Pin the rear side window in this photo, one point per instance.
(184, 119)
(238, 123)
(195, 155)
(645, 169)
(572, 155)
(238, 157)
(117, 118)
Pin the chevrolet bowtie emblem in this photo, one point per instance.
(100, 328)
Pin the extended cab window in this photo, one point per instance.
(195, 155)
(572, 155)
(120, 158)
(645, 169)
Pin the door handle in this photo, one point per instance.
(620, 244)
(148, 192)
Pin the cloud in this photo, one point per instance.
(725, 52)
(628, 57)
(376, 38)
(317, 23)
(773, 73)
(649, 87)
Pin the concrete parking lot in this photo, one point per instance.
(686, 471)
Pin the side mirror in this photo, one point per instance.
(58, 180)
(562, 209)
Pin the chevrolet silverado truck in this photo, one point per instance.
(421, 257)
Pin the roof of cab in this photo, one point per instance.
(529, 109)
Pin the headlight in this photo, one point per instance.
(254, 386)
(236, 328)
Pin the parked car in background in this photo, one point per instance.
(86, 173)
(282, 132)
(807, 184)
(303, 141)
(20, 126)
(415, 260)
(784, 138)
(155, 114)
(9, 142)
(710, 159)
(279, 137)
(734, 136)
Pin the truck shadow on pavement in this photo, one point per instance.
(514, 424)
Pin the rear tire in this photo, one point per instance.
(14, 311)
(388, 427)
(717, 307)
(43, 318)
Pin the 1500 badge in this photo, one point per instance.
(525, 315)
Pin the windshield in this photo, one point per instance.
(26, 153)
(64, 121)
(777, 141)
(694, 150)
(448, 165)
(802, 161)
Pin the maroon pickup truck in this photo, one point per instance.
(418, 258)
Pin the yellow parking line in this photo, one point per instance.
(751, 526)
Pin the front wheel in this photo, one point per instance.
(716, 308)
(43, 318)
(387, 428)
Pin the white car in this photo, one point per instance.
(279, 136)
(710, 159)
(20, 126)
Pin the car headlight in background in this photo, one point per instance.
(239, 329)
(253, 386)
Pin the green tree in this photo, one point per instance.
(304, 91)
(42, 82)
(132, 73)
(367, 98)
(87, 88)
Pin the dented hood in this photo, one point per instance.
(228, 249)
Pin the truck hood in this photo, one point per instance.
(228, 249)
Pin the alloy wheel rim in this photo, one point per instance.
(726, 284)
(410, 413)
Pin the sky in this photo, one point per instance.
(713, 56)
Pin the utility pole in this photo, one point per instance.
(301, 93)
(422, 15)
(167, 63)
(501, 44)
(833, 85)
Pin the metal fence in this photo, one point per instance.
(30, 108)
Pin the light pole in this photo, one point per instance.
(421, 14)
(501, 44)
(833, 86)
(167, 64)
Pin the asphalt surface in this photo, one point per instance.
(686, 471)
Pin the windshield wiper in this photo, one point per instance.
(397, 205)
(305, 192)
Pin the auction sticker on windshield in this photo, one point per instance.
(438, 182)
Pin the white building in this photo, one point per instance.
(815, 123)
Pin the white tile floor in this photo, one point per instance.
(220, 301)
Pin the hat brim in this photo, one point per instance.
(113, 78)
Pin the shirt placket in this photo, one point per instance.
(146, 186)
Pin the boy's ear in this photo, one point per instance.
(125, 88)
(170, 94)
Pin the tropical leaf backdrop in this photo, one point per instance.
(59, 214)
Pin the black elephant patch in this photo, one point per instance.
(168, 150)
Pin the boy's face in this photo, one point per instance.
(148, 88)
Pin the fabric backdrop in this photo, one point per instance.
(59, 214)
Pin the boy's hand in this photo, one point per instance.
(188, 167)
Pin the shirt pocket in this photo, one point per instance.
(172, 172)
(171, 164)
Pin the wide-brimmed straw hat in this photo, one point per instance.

==============================

Task to carry out:
Format every line of the records above as a JSON list of strings, with one string per line and blank lines omitted.

Task output:
[
  "Pin the rear side window in this photo, one point per instance.",
  "(184, 119)",
  "(238, 123)",
  "(195, 155)",
  "(645, 169)",
  "(572, 155)",
  "(238, 157)",
  "(117, 118)",
  "Pin the chevrolet bowtie emblem in this photo, one point per instance.",
  "(100, 328)",
  "Pin the extended cab window in this photo, one point per instance.",
  "(195, 155)",
  "(572, 155)",
  "(120, 158)",
  "(645, 169)",
  "Pin the door handle in this photo, one point per instance.",
  "(620, 244)",
  "(148, 192)",
  "Pin the cloud in this photo, one point per instance.",
  "(725, 52)",
  "(628, 57)",
  "(376, 38)",
  "(317, 23)",
  "(773, 73)",
  "(649, 87)",
  "Pin the concrete parking lot in this photo, one point per instance.",
  "(686, 471)",
  "Pin the side mirror in this photo, one point per instance.",
  "(58, 180)",
  "(562, 209)",
  "Pin the chevrolet silverado truck in this photo, one point per instance.",
  "(421, 257)",
  "Pin the roof of cab in this photo, one point per instance.",
  "(529, 109)",
  "Pin the headlight in this photo, one point per instance.",
  "(254, 386)",
  "(236, 328)",
  "Pin the parked car in background in this photo, one point per instance.",
  "(86, 173)",
  "(282, 132)",
  "(807, 184)",
  "(303, 141)",
  "(20, 126)",
  "(415, 260)",
  "(784, 138)",
  "(155, 114)",
  "(9, 142)",
  "(710, 159)",
  "(279, 137)",
  "(734, 136)",
  "Pin the truck shadow on pavement in this photo, one point per instance.",
  "(514, 424)",
  "Pin the rear tire in this photo, one point per instance.",
  "(14, 311)",
  "(388, 427)",
  "(717, 307)",
  "(43, 318)",
  "Pin the 1500 badge in this photo, one point per instance.",
  "(525, 315)",
  "Pin the windshield in this photo, one point per instance.",
  "(26, 153)",
  "(64, 121)",
  "(777, 141)",
  "(694, 150)",
  "(448, 165)",
  "(802, 161)",
  "Pin the maroon pickup truck in this photo, one point per instance.",
  "(418, 258)",
  "Pin the yellow parking line in this photo, one point per instance.",
  "(751, 526)",
  "Pin the front wheel in this photo, one point per instance.",
  "(716, 308)",
  "(43, 318)",
  "(387, 428)",
  "Pin the white car in this photo, one point per instance.",
  "(279, 136)",
  "(710, 159)",
  "(20, 126)",
  "Pin the car headlight in background in this photo, one point per instance.",
  "(239, 329)",
  "(253, 386)",
  "Pin the green tree in this photo, one point per instance.",
  "(304, 91)",
  "(42, 82)",
  "(132, 73)",
  "(367, 98)",
  "(87, 88)",
  "Pin the dented hood in this photo, one point per instance.",
  "(228, 249)",
  "Pin the truck hood in this photo, one point per instance.",
  "(228, 249)",
  "Pin the alloy wheel rim in this photo, one point per instance.",
  "(726, 284)",
  "(410, 413)",
  "Pin the sky in this photo, one point per instance.",
  "(713, 56)",
  "Pin the utility pole in this photo, one point per instance.",
  "(301, 93)",
  "(422, 15)",
  "(167, 63)",
  "(501, 44)",
  "(833, 85)",
  "Pin the metal fence in this photo, one point per instance.",
  "(30, 108)",
  "Pin the light pole in this photo, one point per instance.",
  "(421, 14)",
  "(501, 44)",
  "(833, 86)",
  "(167, 64)",
  "Pin the asphalt surface in this photo, one point per instance.",
  "(686, 471)",
  "Pin the windshield wiper in this photo, one point per instance.",
  "(397, 205)",
  "(305, 192)",
  "Pin the auction sticker on windshield in this photo, one point per instance.",
  "(438, 182)",
  "Pin the white building in this photo, one point per instance.",
  "(815, 123)",
  "Pin the white tile floor in this photo, one point per instance.",
  "(220, 301)",
  "Pin the hat brim in this photo, one point per instance.",
  "(113, 78)",
  "Pin the shirt placket in this photo, one point per instance.",
  "(146, 186)",
  "Pin the boy's ear in this photo, one point per instance.",
  "(125, 88)",
  "(170, 94)",
  "Pin the tropical leaf backdrop in this photo, one point per instance.",
  "(59, 214)",
  "Pin the black elephant patch in this photo, one point per instance.",
  "(168, 150)",
  "Pin the boy's face in this photo, one point per instance.",
  "(148, 88)",
  "Pin the fabric backdrop in this photo, one point per instance.",
  "(59, 214)",
  "Pin the boy's hand in this photo, one point per instance.",
  "(188, 167)",
  "Pin the shirt pocket in this photo, one point per instance.",
  "(172, 172)",
  "(171, 164)",
  "Pin the wide-brimmed straw hat in this photo, one point per instance."
]